> _Supplied passage_
During the last 6 months of this project, they focused on testing the short- and long-term safety of their therapeutic microRNAs by testing increasing dosages in mice. Importantly, their microRNAs were safe at doses around 10 times greater than those shown to be effective in preventing muscle disease in mice. However, mice that received 25 times more microRNA began to show mild muscle damage 5 weeks after treatment, and mice receiving 100 times more showed extensive muscle damage. They have therefore identified a safe and effective dose range for this treatment in mice, which indicates the safe and effective doses for humans. In the next 6-months, they expect to begin demonstrating the safety and efficacy of their alternative DUX4 protein-targeted treatment. Dr. Harper’s group has gratefully acknowledged FSHD Global and its donors for their generous support of their research.
Update December 2014
FSHD is caused by the DUX4 protein. This protein acts to turn other genes ‘on’ and ‘off’. In FSHD, the DUX4 protein seems to function by turning ‘on’ genes that are toxic in muscle. The Harper group proposes that treatments for FSHD should focus on inhibiting the DUX4 protein. They have developed a method to prevent the DUX4 protein from being made in muscle, using a technology called RNA interference to block the DUX4 gene that produces the protein. Funding from FSHD Global has allowed the group to show that this method can reduce the DUX4 protein toxicity, and they have tested the range of doses at which this therapy is safe. However, this treatment does not inhibit the DUX4 protein production 100%, and some DUX4 toxic protein “slips through the cracks” and is made in muscles anyway. To deal with this problem, they developed an additional strategy that works to block the protein that does get made by the muscle. To do this, they deliver a competitor of the toxic DUX4 protein, which prevents its damaging effects in muscle. In the last 6 months of this project, they have demonstrated that their DUX4 competition strategy works to prevent muscle wasting in mice. In the next funding period, plan to combine these two strategies, to develop a treatment that can block both the DUX4 gene and protein. They are grateful to FSHD Global Foundation and its donors for their generous support of our work.

Spatial localization data:

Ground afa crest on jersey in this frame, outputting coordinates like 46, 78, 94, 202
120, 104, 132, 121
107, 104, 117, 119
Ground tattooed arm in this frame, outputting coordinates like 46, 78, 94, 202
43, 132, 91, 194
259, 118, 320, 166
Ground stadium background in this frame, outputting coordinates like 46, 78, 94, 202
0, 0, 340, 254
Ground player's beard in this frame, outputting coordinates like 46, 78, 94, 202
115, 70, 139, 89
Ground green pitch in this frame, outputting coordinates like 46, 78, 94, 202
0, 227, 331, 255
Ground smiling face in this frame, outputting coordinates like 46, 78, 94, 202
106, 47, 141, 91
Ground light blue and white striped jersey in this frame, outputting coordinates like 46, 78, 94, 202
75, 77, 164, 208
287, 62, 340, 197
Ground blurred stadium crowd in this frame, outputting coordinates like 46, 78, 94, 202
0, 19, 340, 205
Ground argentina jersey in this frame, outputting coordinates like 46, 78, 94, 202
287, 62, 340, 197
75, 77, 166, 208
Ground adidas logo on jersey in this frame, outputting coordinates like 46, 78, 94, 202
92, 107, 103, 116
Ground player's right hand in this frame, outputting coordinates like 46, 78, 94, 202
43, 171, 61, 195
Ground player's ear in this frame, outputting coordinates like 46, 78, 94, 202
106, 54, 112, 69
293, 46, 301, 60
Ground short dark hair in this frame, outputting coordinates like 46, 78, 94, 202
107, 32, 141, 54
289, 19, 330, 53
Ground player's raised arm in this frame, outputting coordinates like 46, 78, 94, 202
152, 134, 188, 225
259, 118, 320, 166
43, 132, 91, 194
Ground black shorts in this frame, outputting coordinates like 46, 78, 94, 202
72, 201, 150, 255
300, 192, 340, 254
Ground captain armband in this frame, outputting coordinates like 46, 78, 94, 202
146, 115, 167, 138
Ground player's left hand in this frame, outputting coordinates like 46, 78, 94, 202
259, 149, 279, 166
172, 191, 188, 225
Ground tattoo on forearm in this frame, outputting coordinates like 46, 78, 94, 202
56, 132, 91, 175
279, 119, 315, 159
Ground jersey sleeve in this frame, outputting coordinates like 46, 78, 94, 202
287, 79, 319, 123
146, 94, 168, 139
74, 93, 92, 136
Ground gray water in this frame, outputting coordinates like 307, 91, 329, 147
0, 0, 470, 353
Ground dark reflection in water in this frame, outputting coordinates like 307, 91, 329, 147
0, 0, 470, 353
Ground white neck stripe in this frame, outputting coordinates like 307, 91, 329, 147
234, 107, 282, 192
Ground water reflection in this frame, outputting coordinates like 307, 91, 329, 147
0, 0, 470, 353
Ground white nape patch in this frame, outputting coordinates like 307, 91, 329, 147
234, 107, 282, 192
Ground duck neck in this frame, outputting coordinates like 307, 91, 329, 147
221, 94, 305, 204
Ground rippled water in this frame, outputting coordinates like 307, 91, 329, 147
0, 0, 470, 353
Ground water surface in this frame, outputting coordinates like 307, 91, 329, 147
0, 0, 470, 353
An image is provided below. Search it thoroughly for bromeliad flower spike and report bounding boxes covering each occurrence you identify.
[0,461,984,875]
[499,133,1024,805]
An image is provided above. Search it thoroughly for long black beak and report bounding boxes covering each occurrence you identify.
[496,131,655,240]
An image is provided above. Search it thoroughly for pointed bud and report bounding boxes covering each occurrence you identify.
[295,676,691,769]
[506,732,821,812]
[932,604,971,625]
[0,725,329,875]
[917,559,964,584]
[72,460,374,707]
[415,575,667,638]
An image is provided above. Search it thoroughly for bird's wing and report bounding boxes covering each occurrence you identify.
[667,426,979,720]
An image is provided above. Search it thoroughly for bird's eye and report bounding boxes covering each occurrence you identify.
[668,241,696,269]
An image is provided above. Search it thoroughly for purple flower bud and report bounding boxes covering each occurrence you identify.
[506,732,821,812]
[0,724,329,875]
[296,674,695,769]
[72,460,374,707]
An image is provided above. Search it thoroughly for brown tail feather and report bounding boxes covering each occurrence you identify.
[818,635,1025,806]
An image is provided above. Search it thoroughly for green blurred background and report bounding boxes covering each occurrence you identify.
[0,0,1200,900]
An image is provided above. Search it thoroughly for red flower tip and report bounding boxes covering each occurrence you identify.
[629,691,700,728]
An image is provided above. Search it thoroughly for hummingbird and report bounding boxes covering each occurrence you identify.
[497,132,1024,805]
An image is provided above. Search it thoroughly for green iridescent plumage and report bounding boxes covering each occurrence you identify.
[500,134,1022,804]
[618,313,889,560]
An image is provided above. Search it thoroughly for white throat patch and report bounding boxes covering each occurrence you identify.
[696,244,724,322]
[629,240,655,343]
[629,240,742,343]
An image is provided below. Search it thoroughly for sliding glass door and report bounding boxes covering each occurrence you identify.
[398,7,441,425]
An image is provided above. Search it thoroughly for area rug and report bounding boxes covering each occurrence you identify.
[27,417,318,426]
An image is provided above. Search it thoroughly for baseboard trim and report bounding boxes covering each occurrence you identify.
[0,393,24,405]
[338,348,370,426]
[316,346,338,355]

> _Activity_
In the FSHD research update, find every multiple of the effective microRNA dose that was given to mice. List each one with the result the text reports for it.

> _Response area_
- About 10 times the effective dose: safe
- 25 times: mild muscle damage 5 weeks after treatment
- 100 times: extensive muscle damage